BRIEF
In the data below, recast the part that opens with the line containing "Guideline: for each instance of the asphalt" and runs through the end of the data as a JSON list of strings, one string per line and no entries for blank lines. Include both the opening line and the final line, and nothing outside that part.

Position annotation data
________

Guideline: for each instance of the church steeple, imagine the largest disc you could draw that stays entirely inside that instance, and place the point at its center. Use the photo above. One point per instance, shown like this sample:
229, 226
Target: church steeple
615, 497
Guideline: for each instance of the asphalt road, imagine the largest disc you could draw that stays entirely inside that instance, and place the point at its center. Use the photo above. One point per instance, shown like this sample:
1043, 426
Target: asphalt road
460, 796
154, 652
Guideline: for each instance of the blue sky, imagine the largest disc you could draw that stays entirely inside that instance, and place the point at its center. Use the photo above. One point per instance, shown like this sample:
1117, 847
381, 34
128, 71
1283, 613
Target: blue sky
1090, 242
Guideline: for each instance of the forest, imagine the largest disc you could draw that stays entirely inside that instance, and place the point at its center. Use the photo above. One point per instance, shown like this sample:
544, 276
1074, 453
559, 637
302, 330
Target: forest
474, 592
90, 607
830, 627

________

EXERCISE RESPONSE
[
  "Guideline: for each instance of the asphalt road, imagine the largest disc you could draw that stays entirely inside that instance, and place the point at its center. Use the photo above. One point per instance, shown like this sample:",
  "1043, 426",
  "Target: asphalt road",
  "460, 796",
  "154, 652",
  "Guideline: for each instance of the blue sky, imagine the largest disc you could draw that stays entirely inside that instance, and place the point at its center. Use the photo above. One point per instance, shown like this sample:",
  "1117, 847",
  "381, 34",
  "128, 71",
  "1283, 613",
  "Target: blue sky",
  "1090, 242",
  "Guideline: for each instance of the forest, imagine the largest disc you could draw that stays entirely inside that instance, and place the point at its center. Use the photo above. One point per instance, shown like this sample:",
  "544, 276",
  "1074, 453",
  "559, 637",
  "302, 330",
  "Target: forest",
  "474, 592",
  "90, 607",
  "830, 627"
]